• EXERCISE INSTRUCTIONS
Report each line of the records that contains the string "black", copying every such line in full.

Named object pointing records
________

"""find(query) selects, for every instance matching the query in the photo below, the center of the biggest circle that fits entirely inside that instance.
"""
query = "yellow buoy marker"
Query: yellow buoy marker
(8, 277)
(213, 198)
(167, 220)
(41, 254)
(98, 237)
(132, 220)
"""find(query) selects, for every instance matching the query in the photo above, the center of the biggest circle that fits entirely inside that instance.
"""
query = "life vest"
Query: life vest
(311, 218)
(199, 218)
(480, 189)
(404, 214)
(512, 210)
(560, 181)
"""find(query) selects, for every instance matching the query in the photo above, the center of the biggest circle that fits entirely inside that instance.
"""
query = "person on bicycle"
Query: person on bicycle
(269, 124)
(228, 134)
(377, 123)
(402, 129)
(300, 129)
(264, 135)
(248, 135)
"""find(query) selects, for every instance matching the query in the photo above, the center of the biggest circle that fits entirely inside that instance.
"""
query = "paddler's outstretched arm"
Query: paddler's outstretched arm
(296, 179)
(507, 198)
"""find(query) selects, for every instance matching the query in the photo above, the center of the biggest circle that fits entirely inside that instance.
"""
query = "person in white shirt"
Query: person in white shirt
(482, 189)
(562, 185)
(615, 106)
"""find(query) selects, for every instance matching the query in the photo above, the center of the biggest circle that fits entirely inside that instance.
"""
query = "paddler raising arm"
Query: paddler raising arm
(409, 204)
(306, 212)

________

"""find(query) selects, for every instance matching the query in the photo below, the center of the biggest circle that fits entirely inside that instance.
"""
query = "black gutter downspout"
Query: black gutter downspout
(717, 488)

________

• ANSWER TO THIS TASK
query = "black gutter downspout"
Query: black gutter downspout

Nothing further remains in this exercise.